# Brief
In the records below, please retype word for word every line from the one containing "point: man's black" through the final one, both included, and nothing else.

━━ Supplied data

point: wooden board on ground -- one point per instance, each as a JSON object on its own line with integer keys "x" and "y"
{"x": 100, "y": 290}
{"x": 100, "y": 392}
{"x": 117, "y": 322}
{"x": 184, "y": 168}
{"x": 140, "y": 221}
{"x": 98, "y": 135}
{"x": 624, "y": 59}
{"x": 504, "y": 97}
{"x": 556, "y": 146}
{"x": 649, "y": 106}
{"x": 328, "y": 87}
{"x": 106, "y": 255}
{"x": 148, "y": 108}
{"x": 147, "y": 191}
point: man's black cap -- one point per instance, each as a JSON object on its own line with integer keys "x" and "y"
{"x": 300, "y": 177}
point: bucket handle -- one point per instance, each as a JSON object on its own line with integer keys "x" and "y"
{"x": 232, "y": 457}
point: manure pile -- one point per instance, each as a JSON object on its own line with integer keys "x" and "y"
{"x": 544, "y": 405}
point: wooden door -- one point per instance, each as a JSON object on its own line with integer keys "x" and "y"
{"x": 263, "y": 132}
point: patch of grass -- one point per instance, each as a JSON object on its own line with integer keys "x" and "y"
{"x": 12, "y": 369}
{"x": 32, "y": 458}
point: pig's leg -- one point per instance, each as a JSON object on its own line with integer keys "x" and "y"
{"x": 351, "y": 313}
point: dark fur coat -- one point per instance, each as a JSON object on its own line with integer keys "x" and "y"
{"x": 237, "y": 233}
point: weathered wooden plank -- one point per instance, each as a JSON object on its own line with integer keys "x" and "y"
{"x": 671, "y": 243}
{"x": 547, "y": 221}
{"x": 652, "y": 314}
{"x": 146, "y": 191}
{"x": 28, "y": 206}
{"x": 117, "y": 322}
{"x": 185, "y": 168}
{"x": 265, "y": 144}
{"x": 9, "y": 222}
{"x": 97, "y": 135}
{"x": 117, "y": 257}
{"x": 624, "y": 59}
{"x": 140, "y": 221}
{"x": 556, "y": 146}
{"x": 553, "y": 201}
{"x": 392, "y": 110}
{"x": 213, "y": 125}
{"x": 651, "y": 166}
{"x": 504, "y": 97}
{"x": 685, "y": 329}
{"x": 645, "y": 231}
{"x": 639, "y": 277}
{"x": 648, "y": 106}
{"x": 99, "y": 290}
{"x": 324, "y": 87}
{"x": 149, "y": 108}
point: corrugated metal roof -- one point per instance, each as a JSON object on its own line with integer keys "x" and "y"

━━━━

# Answer box
point: man's black cap -- one point per instance, each as a JSON object on its own line with integer keys "x" and "y"
{"x": 300, "y": 177}
point: bucket handle -- one point per instance, each as a JSON object on its own line with integer keys "x" and "y"
{"x": 232, "y": 457}
point: manure pile -- one point per instance, each as a JSON object on its own line with integer keys "x" and "y"
{"x": 544, "y": 405}
point: wooden door -- one point per instance, each as a JSON object on its own line with integer keys "x" and "y"
{"x": 263, "y": 132}
point: patch of grass -- one point per instance, each as a JSON object on its own line with integer keys "x" and "y"
{"x": 12, "y": 369}
{"x": 32, "y": 458}
point: pig's leg -- one point per instance, each as a JSON object on its own line with integer keys "x" and "y"
{"x": 351, "y": 313}
point: dark fur coat -- one point per instance, each as a JSON object on its own line with integer keys "x" and "y"
{"x": 237, "y": 233}
point: weathered wooden plank -- one point per instance, each as a JSON object on its own line with integer keys "x" and "y"
{"x": 671, "y": 243}
{"x": 547, "y": 221}
{"x": 652, "y": 314}
{"x": 146, "y": 191}
{"x": 28, "y": 206}
{"x": 117, "y": 322}
{"x": 185, "y": 168}
{"x": 265, "y": 144}
{"x": 9, "y": 222}
{"x": 97, "y": 135}
{"x": 117, "y": 257}
{"x": 624, "y": 59}
{"x": 140, "y": 221}
{"x": 556, "y": 146}
{"x": 553, "y": 201}
{"x": 392, "y": 110}
{"x": 213, "y": 125}
{"x": 651, "y": 166}
{"x": 504, "y": 97}
{"x": 685, "y": 329}
{"x": 645, "y": 231}
{"x": 639, "y": 277}
{"x": 648, "y": 106}
{"x": 99, "y": 290}
{"x": 324, "y": 87}
{"x": 149, "y": 108}
point: corrugated metal roof -- one point per instance, each as a JSON object on its own line with integer keys "x" and "y"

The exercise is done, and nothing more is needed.